*** Material to process ***

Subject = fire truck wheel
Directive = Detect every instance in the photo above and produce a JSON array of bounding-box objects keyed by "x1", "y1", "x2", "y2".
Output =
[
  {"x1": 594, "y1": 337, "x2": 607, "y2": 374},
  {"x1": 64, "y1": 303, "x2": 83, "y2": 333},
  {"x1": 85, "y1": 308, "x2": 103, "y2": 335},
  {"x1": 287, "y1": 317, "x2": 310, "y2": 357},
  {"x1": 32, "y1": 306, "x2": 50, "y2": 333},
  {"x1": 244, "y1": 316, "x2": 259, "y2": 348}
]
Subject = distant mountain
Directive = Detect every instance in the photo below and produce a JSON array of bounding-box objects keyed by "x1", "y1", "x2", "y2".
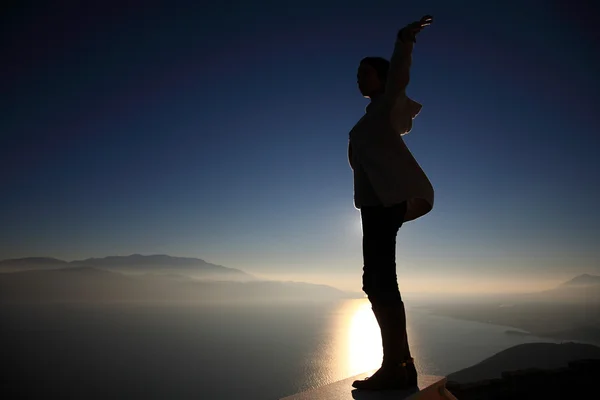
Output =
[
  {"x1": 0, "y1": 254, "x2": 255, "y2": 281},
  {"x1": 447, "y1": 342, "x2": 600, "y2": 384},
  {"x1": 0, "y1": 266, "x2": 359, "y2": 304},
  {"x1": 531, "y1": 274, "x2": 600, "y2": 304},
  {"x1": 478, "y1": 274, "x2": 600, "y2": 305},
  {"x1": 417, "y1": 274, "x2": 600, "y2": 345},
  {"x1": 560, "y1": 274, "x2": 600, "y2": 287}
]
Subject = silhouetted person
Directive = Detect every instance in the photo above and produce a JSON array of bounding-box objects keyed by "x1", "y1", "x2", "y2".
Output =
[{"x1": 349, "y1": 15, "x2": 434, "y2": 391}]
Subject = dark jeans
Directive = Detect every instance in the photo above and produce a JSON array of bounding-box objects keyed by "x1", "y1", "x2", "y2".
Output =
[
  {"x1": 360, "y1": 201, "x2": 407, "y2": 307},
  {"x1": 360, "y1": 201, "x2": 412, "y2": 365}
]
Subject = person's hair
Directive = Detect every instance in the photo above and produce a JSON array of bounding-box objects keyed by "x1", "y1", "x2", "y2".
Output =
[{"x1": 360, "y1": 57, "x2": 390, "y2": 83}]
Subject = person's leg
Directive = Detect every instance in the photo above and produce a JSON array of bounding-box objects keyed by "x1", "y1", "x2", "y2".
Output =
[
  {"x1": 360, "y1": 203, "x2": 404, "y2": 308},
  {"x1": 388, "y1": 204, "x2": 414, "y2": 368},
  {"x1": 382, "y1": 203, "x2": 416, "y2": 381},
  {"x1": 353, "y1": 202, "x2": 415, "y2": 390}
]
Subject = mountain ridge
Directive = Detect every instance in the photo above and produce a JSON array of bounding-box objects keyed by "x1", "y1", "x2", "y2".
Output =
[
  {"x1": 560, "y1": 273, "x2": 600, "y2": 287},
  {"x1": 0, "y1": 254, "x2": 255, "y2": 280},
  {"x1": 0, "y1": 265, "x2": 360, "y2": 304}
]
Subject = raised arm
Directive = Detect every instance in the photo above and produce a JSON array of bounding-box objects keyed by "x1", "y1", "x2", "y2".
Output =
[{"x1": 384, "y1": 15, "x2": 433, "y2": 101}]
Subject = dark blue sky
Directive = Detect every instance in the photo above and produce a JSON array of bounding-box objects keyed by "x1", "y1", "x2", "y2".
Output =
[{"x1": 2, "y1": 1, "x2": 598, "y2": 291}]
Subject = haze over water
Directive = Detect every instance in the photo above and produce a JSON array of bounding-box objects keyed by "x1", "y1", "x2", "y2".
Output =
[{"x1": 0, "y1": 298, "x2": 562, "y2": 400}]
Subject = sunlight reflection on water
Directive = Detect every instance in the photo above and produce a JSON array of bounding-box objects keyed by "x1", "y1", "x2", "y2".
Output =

***
*** Material to process ***

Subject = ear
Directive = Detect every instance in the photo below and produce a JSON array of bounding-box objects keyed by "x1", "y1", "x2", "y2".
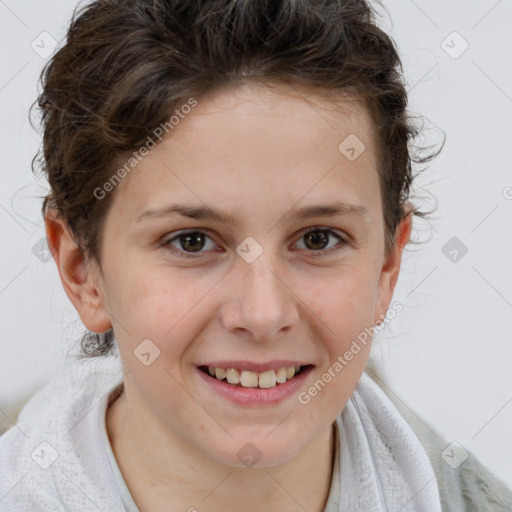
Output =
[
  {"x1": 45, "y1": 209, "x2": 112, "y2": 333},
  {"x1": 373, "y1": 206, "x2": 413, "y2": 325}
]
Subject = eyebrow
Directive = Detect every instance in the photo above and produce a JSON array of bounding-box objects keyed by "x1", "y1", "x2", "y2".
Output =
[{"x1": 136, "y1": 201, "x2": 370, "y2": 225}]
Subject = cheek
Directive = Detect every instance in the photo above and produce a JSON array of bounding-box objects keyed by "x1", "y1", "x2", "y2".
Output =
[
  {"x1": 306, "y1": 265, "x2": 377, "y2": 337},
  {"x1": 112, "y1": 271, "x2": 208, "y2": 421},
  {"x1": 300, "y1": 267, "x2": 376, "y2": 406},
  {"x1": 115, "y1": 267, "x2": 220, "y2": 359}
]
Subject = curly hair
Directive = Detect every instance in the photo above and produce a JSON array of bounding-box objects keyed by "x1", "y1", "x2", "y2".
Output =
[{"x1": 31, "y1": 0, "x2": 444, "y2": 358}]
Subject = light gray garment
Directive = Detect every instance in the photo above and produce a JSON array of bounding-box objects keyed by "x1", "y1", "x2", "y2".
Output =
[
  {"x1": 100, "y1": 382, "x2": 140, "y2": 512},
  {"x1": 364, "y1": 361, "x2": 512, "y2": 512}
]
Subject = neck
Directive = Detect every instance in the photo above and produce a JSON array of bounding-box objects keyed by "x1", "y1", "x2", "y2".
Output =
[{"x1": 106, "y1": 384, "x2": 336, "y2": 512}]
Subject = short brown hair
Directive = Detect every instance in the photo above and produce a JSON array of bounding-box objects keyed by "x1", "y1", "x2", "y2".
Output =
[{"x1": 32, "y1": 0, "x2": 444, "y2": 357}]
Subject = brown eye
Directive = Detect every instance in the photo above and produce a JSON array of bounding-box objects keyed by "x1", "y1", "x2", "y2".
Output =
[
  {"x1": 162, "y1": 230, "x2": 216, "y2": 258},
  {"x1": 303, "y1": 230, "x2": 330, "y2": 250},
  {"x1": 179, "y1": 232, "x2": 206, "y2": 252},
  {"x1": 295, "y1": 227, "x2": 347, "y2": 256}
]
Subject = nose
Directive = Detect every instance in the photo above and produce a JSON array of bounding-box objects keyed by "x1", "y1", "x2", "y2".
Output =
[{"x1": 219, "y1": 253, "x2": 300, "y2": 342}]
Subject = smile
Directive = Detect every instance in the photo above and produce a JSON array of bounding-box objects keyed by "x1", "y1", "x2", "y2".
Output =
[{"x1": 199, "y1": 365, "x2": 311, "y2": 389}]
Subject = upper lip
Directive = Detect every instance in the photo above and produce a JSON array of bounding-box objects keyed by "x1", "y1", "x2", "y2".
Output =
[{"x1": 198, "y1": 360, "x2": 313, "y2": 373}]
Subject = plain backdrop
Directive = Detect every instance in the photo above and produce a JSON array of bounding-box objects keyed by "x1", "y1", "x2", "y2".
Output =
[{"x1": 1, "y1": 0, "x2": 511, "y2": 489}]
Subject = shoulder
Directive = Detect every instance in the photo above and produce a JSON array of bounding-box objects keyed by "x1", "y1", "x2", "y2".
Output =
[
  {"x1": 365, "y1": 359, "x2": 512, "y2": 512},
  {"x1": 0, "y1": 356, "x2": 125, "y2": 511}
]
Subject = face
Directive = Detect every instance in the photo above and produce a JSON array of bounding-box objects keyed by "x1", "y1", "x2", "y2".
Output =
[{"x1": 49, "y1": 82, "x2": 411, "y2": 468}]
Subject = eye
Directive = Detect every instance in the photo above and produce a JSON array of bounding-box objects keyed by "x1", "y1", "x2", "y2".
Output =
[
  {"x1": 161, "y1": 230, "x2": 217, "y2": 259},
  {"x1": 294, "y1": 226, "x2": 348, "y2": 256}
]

***

Show every line in the entries where the string "person" occurs.

> [Exercise response]
Subject = silhouetted person
Subject = person's hair
Subject = person's leg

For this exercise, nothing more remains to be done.